[选定文本]
────────────────────

系列课程 ElasticSearch 之第 7 篇 —— ElasticSearch 集群概念,如何在 Windows 下创建 ES 集群(7.12版本)

 

ElasticSearch 为什么要集群?

现在已经是大数据时代,一个拥有百万级用户的网站,随着业务量的增量式爆发,必须要考虑使用集群,否则一旦QPS(Query Per Second,每秒查询率,即并发量)或者TPS(Throughput Per Second,吞吐量)上来,ES 在单台服务器节点上,就会导致服务瓶颈(查询效率低,内存不足等),用户体验感差,甚至导致服务宕机。因此需要 ES 集群。ES 将单个索引的分片到多个不同分布式物理机器上存储,从而可以实现高可用、容错性(主分片对应的备分片不在同一台节点存放)等。

 

ElasticSearch 的相关名词

1、Cluster代表一个集群,集群中有多个节点,其中有一个为主节点,这个主节点是可以通过选举产生的,主从节点是对于集群内部来说的。ES 的一个概念就是去中心化,字面上理解就是无中心节点,这是对于集群外部来说的,因为从外部来看 ES 集群,在逻辑上是个整体,你与任何一个节点的通信和与整个 ES 集群通信是等价的。

2、Shards代表索引分片,ES 可以把一个完整的索引分成多个分片,这样的好处是可以把一个大的索引拆分成多个,分布到不同的节点上。构成分布式搜索。分片的数量只能在索引创建前指定,并且索引创建后不能更改,否则ES无法查询到数据。

3、Replicas代表索引副本,ES可以设置多个索引的副本,副本的作用一是提高系统的容错性,当某个节点某个分片损坏或丢失时可以从副本中恢复。二是提高ES的查询效率,ES会自动对搜索请求进行负载均衡。

────────────────────

[所给材料]
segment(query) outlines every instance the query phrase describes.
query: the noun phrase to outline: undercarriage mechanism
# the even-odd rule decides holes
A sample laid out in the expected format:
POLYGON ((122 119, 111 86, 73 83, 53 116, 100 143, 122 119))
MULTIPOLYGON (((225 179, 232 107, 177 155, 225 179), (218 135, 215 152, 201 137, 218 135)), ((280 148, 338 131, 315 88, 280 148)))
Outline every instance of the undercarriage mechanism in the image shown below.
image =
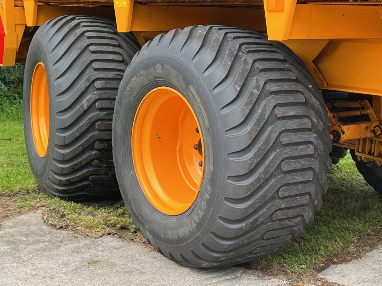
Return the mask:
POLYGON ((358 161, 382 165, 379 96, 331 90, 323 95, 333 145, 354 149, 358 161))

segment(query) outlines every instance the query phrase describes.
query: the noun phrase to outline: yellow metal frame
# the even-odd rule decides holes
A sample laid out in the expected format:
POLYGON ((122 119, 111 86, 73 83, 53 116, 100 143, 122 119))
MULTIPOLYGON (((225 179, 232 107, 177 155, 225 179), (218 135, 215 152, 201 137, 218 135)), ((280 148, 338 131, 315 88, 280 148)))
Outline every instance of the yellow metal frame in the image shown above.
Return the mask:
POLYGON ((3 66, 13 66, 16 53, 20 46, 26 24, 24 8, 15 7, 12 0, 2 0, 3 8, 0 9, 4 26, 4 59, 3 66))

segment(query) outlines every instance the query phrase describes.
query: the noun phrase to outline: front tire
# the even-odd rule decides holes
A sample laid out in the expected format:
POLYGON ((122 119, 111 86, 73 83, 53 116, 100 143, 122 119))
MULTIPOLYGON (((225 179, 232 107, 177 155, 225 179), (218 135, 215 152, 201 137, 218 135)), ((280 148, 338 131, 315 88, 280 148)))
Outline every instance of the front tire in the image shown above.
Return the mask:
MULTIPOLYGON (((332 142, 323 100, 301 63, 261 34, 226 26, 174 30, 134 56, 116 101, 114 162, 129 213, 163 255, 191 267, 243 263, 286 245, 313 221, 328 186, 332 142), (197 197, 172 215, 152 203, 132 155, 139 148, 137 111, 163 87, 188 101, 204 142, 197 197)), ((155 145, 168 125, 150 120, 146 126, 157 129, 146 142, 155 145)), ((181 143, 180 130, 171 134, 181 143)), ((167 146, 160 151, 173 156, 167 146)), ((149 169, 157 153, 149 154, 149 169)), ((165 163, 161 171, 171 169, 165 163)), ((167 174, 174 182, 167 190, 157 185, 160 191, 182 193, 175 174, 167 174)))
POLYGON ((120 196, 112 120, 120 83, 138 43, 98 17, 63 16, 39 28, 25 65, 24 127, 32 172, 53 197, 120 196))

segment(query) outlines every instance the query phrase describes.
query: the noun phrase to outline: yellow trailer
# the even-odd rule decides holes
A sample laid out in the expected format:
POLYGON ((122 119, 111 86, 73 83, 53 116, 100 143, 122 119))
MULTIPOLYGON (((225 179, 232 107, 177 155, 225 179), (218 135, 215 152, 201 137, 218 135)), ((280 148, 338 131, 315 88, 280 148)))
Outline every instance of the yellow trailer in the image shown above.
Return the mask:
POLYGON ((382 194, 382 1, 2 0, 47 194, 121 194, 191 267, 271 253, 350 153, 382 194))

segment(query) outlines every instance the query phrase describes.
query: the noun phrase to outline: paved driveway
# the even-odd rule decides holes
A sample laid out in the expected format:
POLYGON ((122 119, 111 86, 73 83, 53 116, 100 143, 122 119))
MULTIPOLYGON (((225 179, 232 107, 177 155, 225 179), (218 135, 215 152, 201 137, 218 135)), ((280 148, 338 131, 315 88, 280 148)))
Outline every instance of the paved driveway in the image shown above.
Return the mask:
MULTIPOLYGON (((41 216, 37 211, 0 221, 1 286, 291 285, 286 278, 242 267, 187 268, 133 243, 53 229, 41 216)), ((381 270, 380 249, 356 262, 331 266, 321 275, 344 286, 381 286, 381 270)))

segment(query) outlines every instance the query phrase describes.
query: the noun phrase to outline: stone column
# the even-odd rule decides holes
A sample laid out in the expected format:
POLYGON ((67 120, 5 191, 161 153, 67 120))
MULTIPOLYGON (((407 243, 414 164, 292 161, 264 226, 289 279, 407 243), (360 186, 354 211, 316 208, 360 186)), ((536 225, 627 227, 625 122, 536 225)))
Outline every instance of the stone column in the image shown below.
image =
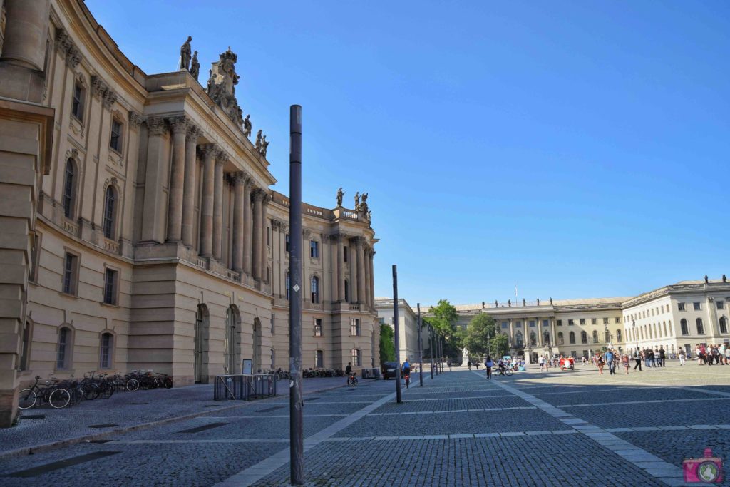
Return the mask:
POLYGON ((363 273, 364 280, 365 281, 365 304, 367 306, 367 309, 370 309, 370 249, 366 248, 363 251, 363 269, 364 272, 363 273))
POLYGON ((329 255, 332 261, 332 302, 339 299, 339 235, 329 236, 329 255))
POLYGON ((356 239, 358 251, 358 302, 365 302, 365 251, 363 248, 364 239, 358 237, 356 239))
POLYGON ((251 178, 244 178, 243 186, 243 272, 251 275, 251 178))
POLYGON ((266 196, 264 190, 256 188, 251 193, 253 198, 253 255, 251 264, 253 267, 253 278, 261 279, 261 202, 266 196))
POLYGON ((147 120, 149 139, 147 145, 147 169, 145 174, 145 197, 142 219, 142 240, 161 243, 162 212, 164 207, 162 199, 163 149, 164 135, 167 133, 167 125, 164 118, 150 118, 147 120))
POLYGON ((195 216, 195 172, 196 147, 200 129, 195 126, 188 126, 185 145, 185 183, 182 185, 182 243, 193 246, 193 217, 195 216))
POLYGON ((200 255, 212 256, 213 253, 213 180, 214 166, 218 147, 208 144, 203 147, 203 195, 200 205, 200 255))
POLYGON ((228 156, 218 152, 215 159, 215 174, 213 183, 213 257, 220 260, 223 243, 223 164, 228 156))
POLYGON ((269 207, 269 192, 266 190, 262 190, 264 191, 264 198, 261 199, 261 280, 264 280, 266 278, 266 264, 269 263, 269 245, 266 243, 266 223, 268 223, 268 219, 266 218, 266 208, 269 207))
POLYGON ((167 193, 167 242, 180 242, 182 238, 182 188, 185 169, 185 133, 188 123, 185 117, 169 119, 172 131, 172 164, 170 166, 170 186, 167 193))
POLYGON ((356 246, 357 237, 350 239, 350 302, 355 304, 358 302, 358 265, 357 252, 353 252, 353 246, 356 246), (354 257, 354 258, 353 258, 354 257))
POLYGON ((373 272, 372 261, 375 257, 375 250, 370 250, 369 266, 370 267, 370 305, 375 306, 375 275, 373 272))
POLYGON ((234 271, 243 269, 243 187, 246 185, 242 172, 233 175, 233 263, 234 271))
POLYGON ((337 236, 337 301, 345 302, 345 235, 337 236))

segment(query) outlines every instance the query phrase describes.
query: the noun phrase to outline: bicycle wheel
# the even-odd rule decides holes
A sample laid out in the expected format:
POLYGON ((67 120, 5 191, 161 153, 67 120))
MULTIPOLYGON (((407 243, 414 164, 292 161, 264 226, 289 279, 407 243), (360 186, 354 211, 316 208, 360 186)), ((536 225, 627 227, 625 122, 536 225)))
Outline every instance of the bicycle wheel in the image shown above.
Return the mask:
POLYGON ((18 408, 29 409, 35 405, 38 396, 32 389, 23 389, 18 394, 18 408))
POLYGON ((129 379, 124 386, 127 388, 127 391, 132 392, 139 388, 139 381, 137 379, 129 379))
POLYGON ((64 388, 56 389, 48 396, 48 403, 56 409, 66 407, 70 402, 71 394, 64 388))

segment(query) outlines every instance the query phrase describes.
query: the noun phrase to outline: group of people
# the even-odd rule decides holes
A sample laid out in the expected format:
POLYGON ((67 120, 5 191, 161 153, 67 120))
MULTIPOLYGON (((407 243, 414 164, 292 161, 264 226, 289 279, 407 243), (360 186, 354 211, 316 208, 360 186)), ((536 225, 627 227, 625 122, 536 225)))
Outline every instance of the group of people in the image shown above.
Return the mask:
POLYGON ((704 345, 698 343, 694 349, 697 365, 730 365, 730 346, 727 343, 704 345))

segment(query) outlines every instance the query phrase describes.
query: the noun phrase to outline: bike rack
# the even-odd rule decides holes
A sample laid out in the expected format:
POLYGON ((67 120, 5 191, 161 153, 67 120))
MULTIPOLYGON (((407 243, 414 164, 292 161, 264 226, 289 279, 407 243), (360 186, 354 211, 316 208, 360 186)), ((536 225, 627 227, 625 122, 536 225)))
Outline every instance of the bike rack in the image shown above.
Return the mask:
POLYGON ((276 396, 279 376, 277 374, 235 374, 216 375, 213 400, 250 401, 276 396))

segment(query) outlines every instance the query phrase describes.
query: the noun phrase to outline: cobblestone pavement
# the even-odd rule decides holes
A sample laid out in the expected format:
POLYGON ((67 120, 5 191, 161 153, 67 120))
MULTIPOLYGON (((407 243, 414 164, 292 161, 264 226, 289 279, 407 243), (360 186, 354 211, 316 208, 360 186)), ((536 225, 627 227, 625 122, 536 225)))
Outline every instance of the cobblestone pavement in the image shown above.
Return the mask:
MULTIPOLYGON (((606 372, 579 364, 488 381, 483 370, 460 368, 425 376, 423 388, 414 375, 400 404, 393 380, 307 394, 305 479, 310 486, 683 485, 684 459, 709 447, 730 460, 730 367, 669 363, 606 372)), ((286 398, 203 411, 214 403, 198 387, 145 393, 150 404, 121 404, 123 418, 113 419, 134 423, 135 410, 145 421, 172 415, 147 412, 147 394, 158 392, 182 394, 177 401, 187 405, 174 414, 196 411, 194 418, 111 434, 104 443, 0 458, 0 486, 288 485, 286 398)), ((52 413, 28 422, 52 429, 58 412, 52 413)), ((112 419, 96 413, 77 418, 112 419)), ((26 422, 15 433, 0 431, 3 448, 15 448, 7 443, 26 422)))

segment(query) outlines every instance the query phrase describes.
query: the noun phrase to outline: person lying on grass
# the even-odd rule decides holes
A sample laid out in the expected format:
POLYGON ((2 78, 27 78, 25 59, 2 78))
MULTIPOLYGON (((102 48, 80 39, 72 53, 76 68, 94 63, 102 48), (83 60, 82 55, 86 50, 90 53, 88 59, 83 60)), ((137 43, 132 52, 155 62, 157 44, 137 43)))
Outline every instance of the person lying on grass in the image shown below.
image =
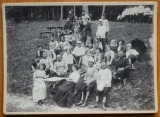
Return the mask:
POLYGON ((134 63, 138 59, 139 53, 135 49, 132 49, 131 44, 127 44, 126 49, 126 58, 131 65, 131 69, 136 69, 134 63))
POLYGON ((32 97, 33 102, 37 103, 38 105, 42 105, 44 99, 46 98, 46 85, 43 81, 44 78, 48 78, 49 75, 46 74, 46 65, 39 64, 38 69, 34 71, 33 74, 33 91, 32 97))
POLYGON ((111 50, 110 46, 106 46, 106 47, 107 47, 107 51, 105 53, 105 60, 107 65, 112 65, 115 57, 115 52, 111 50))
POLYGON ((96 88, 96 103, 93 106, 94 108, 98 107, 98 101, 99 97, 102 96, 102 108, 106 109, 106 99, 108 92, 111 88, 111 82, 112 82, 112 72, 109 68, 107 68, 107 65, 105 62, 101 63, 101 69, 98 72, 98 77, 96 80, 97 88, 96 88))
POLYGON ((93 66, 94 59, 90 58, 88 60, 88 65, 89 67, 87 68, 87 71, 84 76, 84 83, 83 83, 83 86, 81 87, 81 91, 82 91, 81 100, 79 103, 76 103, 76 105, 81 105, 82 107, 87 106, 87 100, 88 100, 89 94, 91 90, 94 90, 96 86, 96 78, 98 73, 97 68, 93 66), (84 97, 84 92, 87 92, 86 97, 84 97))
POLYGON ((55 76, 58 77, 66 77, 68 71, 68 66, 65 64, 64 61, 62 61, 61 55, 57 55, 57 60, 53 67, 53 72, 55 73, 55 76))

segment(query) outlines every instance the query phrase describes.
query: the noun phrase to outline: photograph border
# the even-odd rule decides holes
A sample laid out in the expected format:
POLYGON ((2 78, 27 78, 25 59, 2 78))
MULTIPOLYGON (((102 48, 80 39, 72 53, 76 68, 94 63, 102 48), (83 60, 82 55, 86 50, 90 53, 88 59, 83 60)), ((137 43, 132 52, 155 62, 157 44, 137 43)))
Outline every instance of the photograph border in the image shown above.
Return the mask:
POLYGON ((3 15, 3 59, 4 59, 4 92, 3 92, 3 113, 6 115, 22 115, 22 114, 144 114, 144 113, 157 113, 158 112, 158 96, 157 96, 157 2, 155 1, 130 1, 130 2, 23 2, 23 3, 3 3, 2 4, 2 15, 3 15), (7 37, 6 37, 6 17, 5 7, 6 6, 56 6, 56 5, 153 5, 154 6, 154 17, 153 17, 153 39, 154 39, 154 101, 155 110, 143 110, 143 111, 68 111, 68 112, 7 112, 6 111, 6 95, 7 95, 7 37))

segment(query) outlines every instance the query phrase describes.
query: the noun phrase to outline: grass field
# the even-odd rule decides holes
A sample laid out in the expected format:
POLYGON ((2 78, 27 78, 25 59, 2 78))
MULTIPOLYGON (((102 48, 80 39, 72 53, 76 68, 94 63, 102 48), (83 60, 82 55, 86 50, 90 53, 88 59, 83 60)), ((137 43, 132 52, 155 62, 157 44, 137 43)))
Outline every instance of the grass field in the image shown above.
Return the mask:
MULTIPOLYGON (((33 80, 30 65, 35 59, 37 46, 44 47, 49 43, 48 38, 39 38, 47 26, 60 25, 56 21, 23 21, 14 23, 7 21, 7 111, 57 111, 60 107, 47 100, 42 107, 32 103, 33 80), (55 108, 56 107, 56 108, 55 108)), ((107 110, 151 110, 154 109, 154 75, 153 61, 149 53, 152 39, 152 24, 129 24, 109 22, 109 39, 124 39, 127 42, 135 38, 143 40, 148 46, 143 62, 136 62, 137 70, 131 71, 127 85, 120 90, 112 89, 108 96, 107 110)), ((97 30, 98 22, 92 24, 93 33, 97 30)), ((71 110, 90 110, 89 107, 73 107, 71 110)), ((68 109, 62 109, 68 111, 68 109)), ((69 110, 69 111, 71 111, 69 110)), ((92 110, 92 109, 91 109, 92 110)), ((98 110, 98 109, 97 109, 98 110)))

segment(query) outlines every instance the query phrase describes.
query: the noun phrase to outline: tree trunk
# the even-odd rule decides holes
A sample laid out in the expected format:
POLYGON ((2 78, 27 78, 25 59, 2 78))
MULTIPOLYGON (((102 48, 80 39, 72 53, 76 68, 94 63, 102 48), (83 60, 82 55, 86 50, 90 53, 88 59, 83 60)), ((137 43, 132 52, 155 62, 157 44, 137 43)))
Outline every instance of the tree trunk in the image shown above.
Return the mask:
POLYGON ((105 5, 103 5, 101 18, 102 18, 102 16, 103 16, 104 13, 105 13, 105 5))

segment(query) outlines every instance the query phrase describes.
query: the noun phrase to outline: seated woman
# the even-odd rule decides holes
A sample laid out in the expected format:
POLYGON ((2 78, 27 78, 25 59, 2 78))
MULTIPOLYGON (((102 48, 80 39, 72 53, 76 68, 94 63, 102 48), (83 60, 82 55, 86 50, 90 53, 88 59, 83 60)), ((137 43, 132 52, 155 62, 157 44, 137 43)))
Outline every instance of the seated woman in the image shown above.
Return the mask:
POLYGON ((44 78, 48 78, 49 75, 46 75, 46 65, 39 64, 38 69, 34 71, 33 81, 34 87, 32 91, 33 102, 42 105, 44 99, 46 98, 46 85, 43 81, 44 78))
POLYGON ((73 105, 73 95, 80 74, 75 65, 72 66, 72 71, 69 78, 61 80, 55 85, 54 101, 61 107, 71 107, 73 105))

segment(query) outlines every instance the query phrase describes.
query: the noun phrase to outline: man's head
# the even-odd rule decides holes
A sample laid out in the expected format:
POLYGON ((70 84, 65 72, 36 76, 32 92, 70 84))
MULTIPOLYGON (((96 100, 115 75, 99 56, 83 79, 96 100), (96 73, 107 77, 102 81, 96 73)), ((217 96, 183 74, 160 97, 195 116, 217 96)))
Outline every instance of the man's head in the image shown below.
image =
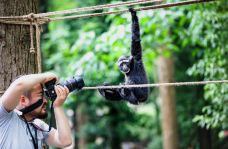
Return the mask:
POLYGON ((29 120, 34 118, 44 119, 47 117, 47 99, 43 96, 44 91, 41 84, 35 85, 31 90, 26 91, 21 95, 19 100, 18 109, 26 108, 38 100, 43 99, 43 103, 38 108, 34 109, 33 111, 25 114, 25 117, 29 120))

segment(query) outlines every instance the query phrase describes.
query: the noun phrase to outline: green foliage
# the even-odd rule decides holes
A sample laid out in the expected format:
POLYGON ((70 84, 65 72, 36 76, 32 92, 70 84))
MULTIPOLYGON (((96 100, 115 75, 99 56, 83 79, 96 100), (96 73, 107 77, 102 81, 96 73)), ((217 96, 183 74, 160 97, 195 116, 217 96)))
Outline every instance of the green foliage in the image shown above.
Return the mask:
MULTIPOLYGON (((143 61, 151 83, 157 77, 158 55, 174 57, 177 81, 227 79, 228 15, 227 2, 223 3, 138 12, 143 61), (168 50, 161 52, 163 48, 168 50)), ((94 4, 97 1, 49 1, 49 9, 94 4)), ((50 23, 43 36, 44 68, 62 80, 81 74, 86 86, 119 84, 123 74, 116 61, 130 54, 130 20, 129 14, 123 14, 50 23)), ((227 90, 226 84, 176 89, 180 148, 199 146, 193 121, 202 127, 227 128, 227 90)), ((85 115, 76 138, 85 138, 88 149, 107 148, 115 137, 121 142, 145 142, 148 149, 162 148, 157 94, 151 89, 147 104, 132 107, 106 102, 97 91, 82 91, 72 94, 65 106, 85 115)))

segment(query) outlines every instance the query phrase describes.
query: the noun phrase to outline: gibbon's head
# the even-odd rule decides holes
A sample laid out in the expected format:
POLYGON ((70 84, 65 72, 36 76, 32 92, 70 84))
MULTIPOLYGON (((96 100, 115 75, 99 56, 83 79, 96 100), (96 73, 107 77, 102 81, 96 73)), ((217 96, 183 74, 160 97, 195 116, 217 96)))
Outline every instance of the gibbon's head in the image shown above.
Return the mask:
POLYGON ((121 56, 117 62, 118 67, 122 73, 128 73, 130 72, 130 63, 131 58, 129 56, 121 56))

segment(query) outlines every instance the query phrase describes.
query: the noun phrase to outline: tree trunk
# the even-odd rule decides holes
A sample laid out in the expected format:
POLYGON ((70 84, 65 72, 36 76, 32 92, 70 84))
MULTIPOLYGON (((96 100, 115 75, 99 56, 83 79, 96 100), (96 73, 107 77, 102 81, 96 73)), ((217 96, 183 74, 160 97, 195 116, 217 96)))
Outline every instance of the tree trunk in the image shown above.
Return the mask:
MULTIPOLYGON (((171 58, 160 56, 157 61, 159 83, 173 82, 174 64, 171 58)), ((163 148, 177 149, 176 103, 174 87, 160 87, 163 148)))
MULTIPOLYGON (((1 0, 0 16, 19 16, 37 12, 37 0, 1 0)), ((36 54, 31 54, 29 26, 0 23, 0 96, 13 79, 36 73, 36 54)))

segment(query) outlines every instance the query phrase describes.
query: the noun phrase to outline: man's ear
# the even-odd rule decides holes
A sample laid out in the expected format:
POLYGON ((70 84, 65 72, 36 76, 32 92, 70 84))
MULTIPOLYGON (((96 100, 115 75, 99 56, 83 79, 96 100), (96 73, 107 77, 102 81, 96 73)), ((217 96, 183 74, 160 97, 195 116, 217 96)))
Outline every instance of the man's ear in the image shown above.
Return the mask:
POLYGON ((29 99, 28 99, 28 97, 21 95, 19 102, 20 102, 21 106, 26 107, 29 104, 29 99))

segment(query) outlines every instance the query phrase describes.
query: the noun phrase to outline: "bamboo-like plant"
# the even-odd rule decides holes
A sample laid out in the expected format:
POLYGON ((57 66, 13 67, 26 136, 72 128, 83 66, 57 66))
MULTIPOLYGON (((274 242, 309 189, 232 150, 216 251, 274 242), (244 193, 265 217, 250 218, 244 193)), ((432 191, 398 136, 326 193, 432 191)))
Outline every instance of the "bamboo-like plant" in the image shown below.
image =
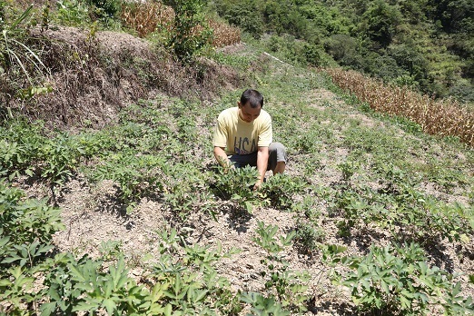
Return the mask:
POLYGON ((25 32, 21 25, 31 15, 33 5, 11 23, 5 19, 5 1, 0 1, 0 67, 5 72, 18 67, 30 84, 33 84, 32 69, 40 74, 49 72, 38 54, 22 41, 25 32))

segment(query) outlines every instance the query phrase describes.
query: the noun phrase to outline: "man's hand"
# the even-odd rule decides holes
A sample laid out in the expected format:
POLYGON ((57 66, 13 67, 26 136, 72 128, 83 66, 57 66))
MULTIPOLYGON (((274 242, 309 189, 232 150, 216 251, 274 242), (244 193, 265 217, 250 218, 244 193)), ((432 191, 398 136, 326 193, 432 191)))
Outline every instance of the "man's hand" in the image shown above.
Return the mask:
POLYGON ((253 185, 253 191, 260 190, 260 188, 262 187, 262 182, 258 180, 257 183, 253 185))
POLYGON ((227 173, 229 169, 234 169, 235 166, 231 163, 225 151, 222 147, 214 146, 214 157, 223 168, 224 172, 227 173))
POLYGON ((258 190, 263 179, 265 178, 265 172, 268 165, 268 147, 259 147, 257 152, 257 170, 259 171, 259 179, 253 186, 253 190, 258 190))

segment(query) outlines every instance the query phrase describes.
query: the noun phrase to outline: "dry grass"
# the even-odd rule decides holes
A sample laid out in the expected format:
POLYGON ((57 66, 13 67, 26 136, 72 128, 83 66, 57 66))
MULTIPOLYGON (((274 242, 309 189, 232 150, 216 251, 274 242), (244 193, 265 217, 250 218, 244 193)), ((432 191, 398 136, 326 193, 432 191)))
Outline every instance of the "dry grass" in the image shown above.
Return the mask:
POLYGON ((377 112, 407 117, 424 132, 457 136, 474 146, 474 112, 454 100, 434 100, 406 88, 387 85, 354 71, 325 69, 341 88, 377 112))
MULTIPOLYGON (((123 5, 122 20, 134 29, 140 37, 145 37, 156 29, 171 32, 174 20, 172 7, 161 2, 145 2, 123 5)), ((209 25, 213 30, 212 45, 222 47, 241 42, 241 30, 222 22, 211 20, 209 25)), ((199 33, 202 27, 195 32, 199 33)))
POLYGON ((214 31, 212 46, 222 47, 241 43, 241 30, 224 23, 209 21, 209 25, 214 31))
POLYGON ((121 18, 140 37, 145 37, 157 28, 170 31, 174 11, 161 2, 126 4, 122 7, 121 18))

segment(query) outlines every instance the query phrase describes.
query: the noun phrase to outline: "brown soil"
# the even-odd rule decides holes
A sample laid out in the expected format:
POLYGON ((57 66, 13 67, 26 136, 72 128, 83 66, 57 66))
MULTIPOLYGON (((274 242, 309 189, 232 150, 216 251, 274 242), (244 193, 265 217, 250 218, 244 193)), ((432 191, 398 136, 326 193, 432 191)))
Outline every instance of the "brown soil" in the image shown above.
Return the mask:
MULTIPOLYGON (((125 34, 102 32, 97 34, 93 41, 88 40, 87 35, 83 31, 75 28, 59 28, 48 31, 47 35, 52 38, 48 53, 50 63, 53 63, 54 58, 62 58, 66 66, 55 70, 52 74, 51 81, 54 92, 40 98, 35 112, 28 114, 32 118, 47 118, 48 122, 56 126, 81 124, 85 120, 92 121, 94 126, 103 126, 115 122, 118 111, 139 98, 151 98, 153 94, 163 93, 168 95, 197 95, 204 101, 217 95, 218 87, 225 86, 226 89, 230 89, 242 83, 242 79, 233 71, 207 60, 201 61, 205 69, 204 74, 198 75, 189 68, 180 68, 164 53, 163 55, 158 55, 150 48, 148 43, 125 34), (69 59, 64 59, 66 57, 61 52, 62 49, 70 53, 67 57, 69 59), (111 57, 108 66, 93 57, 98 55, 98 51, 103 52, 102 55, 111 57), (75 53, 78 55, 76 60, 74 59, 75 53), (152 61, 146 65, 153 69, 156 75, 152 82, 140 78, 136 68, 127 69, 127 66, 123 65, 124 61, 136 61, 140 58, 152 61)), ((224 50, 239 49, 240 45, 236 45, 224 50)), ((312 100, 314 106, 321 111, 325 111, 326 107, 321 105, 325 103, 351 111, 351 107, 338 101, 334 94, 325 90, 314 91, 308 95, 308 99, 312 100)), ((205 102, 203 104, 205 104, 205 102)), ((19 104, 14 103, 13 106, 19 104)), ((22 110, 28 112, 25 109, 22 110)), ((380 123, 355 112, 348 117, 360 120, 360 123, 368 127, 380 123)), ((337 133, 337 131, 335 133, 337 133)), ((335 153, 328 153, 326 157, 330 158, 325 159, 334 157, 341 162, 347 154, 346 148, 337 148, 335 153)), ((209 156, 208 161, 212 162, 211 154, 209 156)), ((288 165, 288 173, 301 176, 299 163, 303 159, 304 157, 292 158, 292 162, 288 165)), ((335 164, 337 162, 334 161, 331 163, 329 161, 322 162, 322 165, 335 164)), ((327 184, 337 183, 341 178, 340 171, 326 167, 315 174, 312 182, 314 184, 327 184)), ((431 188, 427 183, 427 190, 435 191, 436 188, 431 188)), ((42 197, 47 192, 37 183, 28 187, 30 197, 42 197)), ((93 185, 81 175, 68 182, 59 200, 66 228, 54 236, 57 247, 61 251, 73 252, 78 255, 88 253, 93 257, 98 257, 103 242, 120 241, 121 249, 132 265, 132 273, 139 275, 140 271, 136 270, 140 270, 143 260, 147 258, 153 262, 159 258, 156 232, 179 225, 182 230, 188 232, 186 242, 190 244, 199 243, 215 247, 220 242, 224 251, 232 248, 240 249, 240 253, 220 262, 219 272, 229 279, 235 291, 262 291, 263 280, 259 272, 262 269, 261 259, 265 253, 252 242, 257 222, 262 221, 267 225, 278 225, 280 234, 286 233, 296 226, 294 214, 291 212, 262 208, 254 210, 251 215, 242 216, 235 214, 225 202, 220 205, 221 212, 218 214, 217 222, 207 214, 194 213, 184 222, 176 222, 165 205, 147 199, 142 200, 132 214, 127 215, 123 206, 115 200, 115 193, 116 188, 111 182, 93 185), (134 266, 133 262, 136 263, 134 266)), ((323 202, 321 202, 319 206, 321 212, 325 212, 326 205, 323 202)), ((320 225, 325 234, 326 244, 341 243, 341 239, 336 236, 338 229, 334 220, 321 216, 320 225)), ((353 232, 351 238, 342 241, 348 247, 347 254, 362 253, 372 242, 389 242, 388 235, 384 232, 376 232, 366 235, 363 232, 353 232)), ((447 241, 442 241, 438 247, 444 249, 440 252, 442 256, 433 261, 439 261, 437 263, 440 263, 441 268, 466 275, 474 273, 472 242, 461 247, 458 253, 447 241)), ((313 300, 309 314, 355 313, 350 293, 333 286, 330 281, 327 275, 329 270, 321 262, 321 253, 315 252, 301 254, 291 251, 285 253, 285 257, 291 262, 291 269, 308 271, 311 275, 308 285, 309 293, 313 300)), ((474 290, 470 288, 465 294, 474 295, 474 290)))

────────────────────

[书面题目 1]
请把 ElasticSearch 集群一文中从“ElasticSearch 的相关名词”起，到“改,否则ES无法查询到数据。”为止（含这一句）的部分原样抄写一遍。
[书面题目 2]
ElasticSearch 集群一文在“ElasticSearch 的相关名词”这一标题下逐条解释了哪些英文名词？全部列出。
[书面题目 3]
接着 ElasticSearch 集群一文的最后一句往下续写。

[作答内容 1]
ElasticSearch 的相关名词

1、Cluster代表一个集群,集群中有多个节点,其中有一个为主节点,这个主节点是可以通过选举产生的,主从节点是对于集群内部来说的。ES 的一个概念就是去中心化,字面上理解就是无中心节点,这是对于集群外部来说的,因为从外部来看 ES 集群,在逻辑上是个整体,你与任何一个节点的通信和与整个 ES 集群通信是等价的。

2、Shards代表索引分片,ES 可以把一个完整的索引分成多个分片,这样的好处是可以把一个大的索引拆分成多个,分布到不同的节点上。构成分布式搜索。分片的数量只能在索引创建前指定,并且索引创建后不能更改,否则ES无法查询到数据。

[作答内容 2]
Cluster、Shards、Replicas

[作答内容 3]
4、Recovery代表数据恢复或叫数据重新分布,ES在有节点加入或退出时会根据机器的负载对索引分片进行重新分配,挂掉的节点重新启动时也会进行数据恢复。

 

ElasticSearch 如何解决高并发?

ES是一个分布式全文检索框架,隐藏了复杂的处理机制,内部使用分片机制集群发现分片负载均衡请求路由

Shards 分片:代表索引分片,ES 可以把一个完整的索引分成多个分片,这样的好处是可以把一个大的索引拆分成多个,分布到不同的节点上,构成分布式搜索分片的数量只能在索引创建前指定并且索引创建后不能更改(这是 ES 的数据路由决定:如果 number_of_primary_shards 在查询的时候取余发生的变化,无法获取到该数据)。

Replicas分片:代表索引副本,ES 可以设置多个索引的副本,副本的作用一是提高系统的容错性,当某个节点某个分片损坏或丢失时可以从副本中恢复。二是提高 ES 的查询效率,ES会自动对搜索请求进行负载均衡。

 

主分片:primary shards

副分片:replics shards

 

ES集群核心原理分析

1、每个索引会被分成多个分片 Shards 进行存储,默认创建索引时分配5个分片进行存储,每个分片都会分布式部署在多个不同的节点上进行部署,该分片成为 Primary Shards 主分片。    

查看索引分片信息 http://IP地址/索引名/_settings   下面演示的是单机版

 

注意:索引的主分片数量定义好后,不能被修改

2、每一个主分片为了实现高可用,都会有自己对应的备分分片主分片对应的备分片不能存放同一台服务器上,主分片可以和其他备分片存放在同一个node节点上(这就是 ES 的容错性)。在节点服务器上,既可以存放主分片,也可以存放备分片。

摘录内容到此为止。